• What you will do:
From the essay on shifting definitions of success below, extract the passage starting at "Once again, real" and ending at "make others proud.", copying it word for word.

• Document excerpt:

For many, there has been a shift from defining success by ownership to new definitions.

How business responds will impact on retention and consumer loyalty.

Both in the UK and in the US, many experts have noted that there has been a real change in mind-sets; one which has seen many reconsider their aspirations and redefine their idea of success is. Is it to have a stable career? Is it to live a healthy life? Is it to be wealthy? Is it to connect to some bigger purpose beyond themselves?

This is important as it will define how many will work and live their lives. It doesn’t work to the same definitions as previous generations operated.

For previous generations, the definition of success was directly related to wealth, ownership and material comforts. A shift was happening pre-pandemic as so many were disillusioned with the behaviours and mind-sets of their leaders. It has been well reported how trust has been in decline and emerging talents have not wanted to see their lives defined in the same way. Many emerging talents see success defined by personal satisfaction, a sense of belonging to a community, by how one acts with those less fortunate and a growing belief in a higher purpose.

It is no coincidence that research is stating that 65% of consumers today want to “live” in the moment.

The shift, whether one agrees with it or not, has been driven by how leadership teams have led their organisations and just how much it has left many feeling disengaged. So many leaders talk of their great works but history may well show that wealth was placed before values or principles and it has served to leave many uninspired. Experts argue that the shift began with the financial crash when so few directors lost their jobs and yet so many middle and junior management lost their jobs and the trends set in that time have continued. The pandemic has accidentally been the catalyst for a pushback.

Once again, real relationships are valued. Trust is valued as are values, principles and purpose. Emerging generations are less interested in ownership but do want to see the real change which can matter and make others proud.

Community is once again important. Friendship and relationships are important again. The world may be globally connected today but what matters to many is what is local.

So what you may ask? But it does impact directly on all businesses in the talent it is able to attract to how it will interact with consumers.

The questions all business needs to be quietly asking are:

· Do we possess strategies which do place the environment, communities and people relationships at the core?

· Our strength is our retention of talent? If isn’t then are we doing enough to retain talent?

· Do we communicate well enough with clients and consumers on our purpose and values?

· What experiences do we offer? Are they good enough?
Community is once again important. Friendship and relationships are important again. The world may be globally connected today but what matters to many is what is local. The pandemic has shrunken people’s worlds. Lockdowns made people focus on their community and neighbours in a way that had not happened for many years. People came out feeling they belonged again to something they had often not given enough time too – their neighbours and local friendship groups. They suddenly began questioning the digital world in new ways and found pride in their activities which they were doing on a local level.

It is all logical; just often not understood well enough.

For businesses, this means that building a brand that consumers and employees can be proudly part of is important. This can be easily achieved by it does need a change in communication and mind-set.

• Record set:

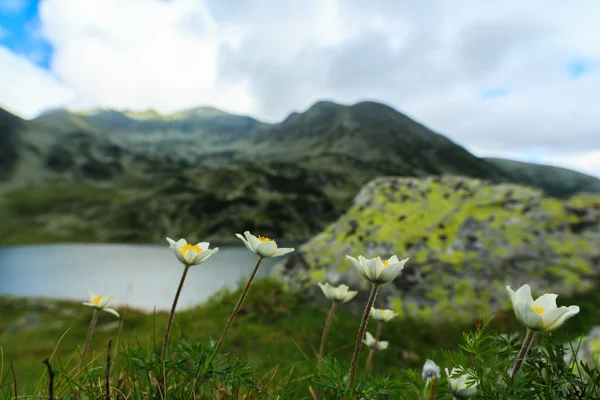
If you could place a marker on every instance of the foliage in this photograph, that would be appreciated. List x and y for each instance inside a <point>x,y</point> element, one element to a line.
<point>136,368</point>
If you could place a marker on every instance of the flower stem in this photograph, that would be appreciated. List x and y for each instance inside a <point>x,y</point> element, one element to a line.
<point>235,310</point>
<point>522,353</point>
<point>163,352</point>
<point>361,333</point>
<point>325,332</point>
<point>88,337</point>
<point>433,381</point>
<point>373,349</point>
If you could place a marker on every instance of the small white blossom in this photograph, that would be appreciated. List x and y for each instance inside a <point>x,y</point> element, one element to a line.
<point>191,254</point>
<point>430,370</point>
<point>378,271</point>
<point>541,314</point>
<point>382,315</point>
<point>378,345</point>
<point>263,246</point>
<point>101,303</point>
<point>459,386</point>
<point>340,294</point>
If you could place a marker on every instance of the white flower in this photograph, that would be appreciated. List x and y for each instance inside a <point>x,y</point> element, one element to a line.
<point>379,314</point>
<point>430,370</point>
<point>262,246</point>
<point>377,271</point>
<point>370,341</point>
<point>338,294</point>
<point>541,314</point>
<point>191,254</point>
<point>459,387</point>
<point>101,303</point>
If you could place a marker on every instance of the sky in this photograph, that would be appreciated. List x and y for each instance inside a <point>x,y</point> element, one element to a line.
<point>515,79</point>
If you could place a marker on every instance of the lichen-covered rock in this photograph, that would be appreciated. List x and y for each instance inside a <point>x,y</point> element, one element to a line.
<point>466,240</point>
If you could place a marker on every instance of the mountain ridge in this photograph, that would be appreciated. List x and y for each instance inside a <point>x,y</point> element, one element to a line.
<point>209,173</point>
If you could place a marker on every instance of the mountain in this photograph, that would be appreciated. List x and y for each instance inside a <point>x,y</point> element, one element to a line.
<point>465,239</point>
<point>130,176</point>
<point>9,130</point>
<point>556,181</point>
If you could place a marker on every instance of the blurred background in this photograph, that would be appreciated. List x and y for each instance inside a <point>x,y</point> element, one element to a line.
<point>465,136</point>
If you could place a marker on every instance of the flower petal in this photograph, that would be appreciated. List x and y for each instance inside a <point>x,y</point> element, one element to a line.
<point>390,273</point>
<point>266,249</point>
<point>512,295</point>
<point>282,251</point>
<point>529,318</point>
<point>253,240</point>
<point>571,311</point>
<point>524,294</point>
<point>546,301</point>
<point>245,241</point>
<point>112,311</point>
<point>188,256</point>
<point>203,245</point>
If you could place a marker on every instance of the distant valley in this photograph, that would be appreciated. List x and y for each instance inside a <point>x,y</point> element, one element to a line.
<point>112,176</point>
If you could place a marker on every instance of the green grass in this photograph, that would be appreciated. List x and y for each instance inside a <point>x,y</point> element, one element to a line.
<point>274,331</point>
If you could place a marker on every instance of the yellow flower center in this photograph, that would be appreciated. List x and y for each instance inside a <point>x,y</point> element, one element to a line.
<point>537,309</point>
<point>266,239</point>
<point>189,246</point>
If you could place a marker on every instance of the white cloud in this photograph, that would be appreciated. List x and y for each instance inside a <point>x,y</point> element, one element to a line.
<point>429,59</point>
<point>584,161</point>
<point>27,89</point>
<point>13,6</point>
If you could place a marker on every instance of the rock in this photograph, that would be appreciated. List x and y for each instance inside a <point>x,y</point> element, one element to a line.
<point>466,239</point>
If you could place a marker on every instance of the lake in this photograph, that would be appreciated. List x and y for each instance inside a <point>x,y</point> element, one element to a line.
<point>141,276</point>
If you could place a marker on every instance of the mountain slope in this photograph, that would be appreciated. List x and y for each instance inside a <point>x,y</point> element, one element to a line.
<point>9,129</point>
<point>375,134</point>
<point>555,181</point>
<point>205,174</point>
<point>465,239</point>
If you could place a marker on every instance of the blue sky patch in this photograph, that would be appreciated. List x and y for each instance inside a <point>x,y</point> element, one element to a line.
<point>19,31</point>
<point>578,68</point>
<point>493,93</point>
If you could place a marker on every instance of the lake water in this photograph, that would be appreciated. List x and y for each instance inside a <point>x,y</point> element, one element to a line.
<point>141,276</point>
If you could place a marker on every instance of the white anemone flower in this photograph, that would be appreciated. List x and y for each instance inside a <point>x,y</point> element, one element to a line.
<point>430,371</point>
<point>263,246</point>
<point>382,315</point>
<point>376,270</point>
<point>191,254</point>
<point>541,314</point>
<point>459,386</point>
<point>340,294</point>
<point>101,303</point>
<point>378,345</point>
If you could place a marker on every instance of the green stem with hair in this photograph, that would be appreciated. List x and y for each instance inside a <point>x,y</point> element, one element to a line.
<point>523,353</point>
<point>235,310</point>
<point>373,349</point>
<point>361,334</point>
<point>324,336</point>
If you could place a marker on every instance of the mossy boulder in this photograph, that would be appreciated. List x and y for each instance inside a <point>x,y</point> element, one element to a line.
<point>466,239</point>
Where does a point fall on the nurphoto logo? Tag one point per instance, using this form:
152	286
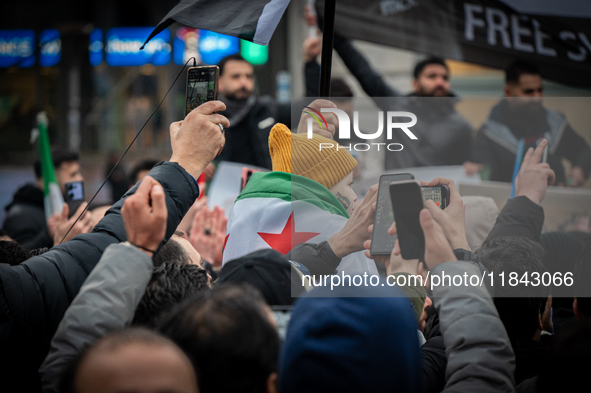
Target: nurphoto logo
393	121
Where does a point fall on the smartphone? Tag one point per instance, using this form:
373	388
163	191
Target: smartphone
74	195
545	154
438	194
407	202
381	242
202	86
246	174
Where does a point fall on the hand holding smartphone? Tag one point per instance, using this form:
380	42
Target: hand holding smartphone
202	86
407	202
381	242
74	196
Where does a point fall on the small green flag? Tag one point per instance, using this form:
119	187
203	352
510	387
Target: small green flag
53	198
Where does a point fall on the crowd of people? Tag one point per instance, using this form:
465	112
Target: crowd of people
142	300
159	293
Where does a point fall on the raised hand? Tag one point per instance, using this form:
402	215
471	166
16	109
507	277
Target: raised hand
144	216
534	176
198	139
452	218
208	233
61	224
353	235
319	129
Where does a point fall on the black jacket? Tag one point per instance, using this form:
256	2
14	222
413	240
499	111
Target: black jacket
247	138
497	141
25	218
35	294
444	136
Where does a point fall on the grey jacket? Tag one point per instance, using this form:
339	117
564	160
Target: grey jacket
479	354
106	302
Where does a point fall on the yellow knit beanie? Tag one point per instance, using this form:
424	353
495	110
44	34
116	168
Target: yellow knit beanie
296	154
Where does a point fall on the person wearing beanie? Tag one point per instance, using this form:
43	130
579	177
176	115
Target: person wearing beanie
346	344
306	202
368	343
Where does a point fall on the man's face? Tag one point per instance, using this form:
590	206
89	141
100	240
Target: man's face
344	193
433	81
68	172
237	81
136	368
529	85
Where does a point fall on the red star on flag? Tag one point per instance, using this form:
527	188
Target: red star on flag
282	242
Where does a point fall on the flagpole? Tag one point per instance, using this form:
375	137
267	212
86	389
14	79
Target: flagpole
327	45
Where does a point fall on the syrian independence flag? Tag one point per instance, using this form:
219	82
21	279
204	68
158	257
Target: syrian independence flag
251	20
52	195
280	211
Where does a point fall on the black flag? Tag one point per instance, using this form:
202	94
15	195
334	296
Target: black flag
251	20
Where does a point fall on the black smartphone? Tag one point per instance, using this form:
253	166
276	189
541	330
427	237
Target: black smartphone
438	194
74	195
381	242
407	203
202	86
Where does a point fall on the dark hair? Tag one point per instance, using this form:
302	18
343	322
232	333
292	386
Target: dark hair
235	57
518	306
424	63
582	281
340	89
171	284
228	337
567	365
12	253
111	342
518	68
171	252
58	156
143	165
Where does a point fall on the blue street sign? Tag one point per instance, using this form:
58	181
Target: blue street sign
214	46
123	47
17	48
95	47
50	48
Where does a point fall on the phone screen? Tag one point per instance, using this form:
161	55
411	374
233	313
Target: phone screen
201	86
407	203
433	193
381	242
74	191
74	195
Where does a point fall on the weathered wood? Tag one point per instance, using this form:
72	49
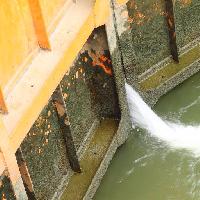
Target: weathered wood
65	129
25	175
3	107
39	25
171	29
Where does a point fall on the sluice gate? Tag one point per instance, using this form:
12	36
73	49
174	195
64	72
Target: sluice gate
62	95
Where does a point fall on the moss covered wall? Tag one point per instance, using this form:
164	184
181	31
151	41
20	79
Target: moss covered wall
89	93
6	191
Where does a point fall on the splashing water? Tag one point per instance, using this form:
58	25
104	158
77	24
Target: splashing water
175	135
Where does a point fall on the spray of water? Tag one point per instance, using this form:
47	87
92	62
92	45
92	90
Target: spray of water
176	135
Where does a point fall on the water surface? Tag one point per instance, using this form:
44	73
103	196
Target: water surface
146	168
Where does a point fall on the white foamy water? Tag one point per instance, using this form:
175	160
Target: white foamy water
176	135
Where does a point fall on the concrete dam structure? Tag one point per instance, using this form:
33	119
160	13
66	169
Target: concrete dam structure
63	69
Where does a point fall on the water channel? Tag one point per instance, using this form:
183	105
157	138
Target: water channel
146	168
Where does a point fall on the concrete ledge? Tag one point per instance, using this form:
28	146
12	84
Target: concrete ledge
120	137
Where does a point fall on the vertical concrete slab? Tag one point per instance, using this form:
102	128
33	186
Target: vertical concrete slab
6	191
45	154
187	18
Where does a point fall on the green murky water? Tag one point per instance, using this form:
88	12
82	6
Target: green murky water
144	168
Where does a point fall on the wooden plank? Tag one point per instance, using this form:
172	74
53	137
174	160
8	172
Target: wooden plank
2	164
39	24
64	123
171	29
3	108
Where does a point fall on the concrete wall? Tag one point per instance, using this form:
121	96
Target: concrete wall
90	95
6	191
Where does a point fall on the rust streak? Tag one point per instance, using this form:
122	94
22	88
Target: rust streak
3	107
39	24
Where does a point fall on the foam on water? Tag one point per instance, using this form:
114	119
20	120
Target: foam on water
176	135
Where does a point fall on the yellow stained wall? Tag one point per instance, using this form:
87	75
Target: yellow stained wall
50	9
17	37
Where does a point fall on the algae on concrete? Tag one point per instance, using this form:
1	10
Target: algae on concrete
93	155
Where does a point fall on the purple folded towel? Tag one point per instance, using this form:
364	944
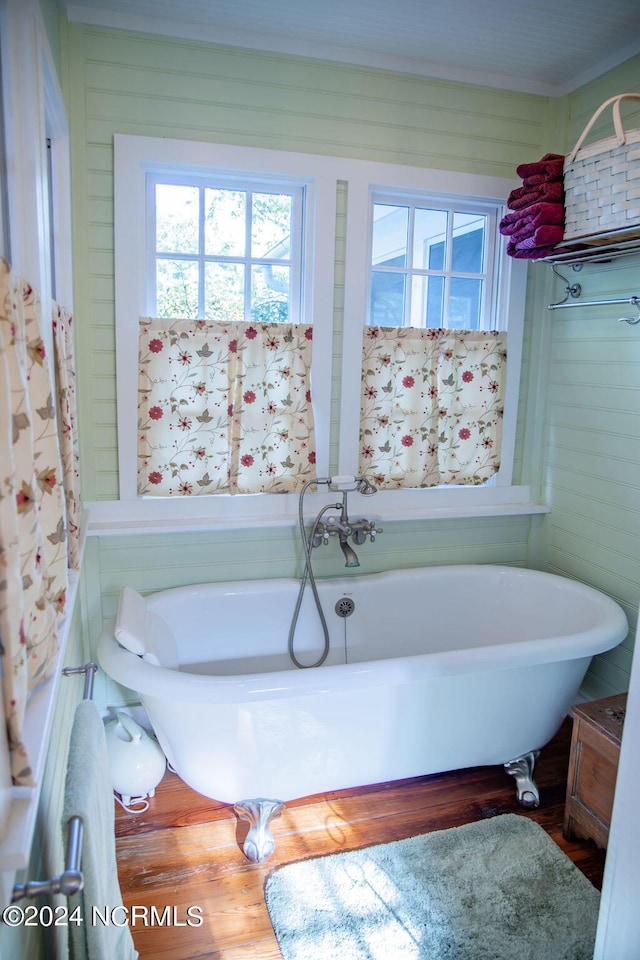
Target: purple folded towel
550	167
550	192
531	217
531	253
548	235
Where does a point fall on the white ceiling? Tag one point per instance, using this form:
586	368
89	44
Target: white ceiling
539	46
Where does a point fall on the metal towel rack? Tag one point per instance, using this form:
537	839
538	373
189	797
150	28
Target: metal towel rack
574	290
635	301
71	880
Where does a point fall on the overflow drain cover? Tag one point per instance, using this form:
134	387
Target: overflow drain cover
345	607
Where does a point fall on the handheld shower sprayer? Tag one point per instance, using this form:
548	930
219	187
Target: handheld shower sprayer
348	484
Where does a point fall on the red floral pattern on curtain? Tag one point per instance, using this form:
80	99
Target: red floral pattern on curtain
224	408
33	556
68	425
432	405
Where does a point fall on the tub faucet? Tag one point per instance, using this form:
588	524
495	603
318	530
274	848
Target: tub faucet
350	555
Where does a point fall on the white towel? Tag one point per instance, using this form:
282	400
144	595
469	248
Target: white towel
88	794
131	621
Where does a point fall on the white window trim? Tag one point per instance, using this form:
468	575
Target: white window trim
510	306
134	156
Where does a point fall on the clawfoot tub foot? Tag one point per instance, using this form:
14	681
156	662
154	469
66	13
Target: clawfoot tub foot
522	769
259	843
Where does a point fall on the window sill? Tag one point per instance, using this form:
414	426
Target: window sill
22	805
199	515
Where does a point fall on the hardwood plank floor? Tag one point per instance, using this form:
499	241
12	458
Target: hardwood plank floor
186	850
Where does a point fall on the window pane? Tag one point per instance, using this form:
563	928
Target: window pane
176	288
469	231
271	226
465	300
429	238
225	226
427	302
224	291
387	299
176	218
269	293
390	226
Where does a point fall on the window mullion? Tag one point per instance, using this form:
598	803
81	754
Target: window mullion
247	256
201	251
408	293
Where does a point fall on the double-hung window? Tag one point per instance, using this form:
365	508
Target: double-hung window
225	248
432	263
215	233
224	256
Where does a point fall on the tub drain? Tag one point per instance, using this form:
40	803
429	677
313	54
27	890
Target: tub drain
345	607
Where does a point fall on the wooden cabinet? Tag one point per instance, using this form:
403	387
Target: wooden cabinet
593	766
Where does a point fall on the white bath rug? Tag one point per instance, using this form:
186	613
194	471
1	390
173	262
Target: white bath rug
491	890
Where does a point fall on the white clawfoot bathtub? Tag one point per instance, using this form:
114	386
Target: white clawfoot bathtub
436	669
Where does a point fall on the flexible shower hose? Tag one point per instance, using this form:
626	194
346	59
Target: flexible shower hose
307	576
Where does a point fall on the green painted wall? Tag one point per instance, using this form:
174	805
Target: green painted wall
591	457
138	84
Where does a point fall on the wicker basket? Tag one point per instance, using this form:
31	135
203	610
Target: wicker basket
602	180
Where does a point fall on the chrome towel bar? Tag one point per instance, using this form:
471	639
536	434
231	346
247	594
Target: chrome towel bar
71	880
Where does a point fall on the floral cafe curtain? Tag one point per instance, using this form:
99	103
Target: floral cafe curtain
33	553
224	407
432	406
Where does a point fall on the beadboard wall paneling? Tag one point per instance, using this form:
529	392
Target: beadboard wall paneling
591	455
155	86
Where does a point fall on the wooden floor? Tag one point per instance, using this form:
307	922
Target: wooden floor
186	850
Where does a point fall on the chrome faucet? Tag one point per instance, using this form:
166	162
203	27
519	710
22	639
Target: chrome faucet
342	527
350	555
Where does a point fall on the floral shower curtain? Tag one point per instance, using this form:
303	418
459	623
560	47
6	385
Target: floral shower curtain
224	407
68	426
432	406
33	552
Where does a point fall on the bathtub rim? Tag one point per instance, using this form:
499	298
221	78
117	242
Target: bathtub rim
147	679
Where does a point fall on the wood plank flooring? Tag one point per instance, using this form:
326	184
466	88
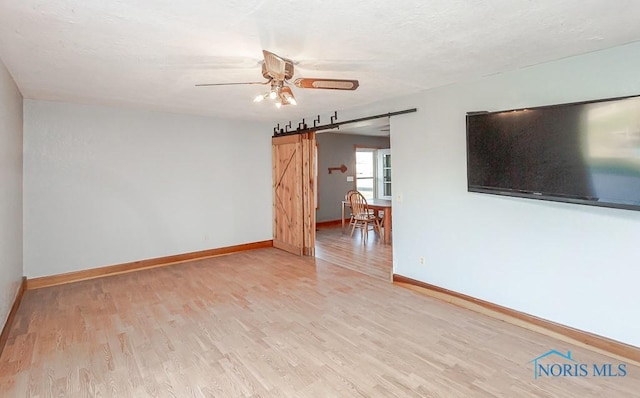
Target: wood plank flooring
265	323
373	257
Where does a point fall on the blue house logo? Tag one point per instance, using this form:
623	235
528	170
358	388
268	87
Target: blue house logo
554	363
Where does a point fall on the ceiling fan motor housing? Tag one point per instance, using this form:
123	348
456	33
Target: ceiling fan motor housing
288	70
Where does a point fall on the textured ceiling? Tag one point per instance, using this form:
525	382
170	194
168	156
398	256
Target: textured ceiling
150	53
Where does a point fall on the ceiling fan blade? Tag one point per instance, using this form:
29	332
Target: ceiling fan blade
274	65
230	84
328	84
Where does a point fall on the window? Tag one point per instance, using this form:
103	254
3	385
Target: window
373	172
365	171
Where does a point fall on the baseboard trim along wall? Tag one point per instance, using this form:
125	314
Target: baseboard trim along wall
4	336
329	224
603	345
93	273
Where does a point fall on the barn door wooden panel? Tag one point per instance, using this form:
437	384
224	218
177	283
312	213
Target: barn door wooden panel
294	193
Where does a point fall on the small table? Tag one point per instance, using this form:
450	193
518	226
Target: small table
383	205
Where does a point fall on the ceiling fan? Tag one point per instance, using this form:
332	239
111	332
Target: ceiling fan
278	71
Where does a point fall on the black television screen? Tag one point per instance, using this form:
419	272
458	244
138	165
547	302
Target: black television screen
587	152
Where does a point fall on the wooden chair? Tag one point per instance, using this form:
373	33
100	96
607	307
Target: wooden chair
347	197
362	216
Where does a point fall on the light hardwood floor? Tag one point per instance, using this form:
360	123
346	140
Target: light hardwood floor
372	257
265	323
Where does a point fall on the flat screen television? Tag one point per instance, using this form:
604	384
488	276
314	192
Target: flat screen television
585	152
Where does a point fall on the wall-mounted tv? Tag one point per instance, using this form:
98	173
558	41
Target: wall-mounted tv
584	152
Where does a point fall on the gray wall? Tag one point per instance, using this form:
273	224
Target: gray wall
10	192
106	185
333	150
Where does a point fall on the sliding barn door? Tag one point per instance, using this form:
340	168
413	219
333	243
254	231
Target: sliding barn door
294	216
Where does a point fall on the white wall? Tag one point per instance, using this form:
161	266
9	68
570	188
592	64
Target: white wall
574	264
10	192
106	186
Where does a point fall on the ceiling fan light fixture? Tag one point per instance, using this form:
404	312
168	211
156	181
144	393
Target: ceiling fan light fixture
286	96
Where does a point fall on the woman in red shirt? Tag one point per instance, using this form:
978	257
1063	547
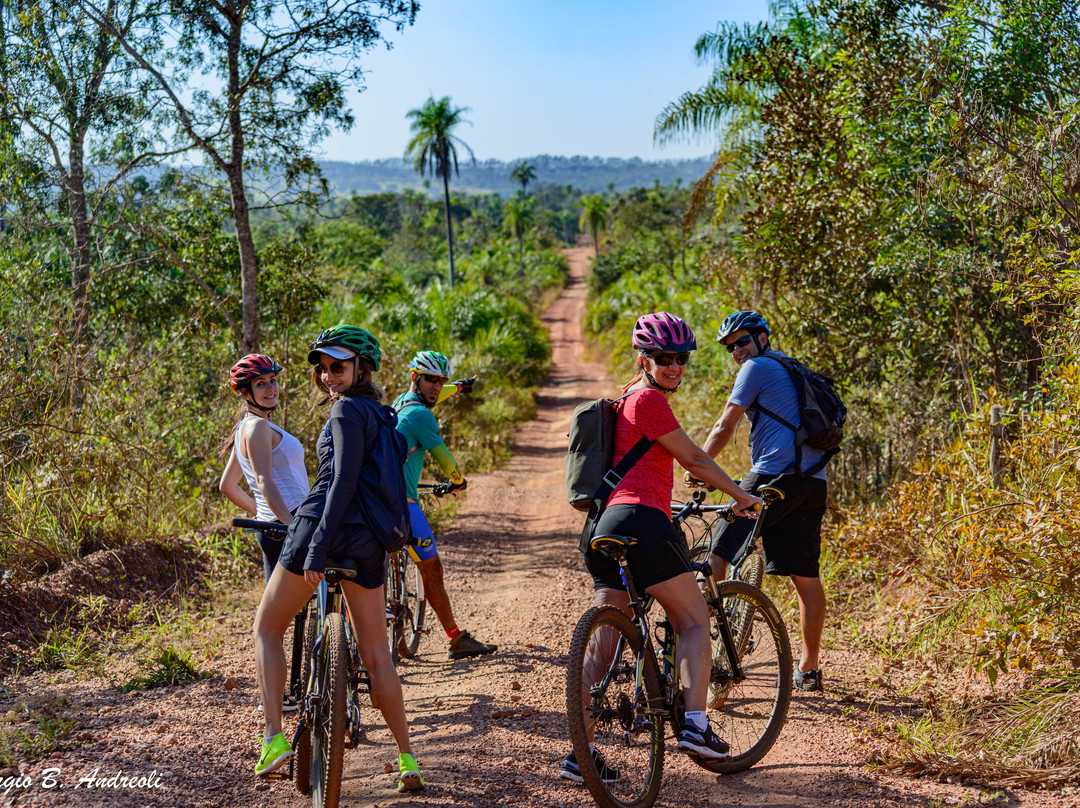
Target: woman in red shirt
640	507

• Written solution:
Once again, real relationships are valued. Trust is valued as are values, principles and purpose. Emerging generations are less interested in ownership but do want to see the real change which can matter and make others proud.